··· INFORMATION SHOWN ···

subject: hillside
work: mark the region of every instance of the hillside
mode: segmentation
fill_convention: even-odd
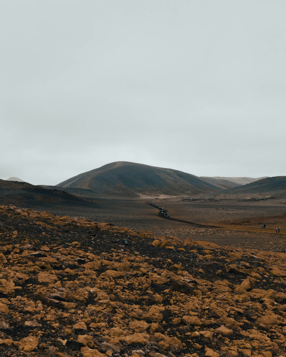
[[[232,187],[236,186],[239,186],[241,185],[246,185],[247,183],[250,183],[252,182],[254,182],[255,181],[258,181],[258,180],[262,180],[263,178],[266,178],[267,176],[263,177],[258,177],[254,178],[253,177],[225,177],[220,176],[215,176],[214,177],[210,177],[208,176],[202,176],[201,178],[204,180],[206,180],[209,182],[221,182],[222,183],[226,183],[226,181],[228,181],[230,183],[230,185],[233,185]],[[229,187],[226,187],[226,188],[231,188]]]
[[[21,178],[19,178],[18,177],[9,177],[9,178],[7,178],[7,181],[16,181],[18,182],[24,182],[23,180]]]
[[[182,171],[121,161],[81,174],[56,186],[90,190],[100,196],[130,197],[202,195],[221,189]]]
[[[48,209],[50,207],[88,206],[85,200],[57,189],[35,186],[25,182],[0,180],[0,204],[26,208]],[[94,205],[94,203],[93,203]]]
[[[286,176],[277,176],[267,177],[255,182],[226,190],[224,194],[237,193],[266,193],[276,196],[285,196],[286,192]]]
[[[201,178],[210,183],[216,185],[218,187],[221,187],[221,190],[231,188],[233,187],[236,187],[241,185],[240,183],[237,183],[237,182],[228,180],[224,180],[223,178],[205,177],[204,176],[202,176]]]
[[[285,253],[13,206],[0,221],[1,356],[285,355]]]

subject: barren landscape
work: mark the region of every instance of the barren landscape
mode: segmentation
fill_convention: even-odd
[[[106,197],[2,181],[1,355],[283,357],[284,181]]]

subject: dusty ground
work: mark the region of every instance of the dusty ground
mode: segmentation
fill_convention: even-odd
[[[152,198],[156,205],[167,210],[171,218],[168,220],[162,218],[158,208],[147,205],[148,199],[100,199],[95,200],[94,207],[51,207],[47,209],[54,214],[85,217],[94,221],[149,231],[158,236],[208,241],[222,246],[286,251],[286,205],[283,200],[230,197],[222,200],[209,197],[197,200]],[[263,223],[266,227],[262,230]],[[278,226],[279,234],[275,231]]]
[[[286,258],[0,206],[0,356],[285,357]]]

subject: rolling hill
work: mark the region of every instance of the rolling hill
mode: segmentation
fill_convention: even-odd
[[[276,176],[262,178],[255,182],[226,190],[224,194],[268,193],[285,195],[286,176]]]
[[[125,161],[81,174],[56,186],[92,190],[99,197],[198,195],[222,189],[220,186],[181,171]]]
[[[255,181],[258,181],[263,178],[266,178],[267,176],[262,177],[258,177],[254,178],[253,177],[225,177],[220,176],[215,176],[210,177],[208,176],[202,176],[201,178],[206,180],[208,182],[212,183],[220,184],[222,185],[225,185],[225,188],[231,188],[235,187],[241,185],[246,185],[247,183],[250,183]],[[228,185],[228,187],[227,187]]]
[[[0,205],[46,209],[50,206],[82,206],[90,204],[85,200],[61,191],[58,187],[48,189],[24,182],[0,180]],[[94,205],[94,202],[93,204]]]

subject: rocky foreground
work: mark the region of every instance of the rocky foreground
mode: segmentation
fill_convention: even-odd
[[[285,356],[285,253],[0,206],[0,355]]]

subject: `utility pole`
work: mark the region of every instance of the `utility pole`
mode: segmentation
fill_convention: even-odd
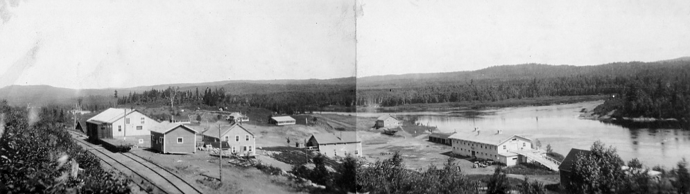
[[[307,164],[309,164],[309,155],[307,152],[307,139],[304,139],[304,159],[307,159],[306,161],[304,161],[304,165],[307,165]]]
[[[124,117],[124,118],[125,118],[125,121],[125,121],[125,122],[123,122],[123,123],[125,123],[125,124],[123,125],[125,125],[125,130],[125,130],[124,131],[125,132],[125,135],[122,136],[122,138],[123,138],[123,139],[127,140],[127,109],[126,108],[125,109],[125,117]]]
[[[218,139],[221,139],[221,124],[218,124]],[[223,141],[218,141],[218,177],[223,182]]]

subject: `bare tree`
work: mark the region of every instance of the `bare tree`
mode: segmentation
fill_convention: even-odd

···

PROBLEM – Lay out the lines starting with the line containing "subject: rocky foreground" and going on through the line containing "[[[285,356],[285,253],[0,206],[0,355]]]" as a JSON list of strings, with one string per line and any blank lines left out. Include both of those end lines and no others.

SOLUTION FOR THIS EXERCISE –
[
  "subject: rocky foreground",
  "work: mark the region of every instance of the rocky foreground",
  "mode: segmentation",
  "fill_convention: even-odd",
  "[[[285,356],[285,253],[0,206],[0,355]]]"
]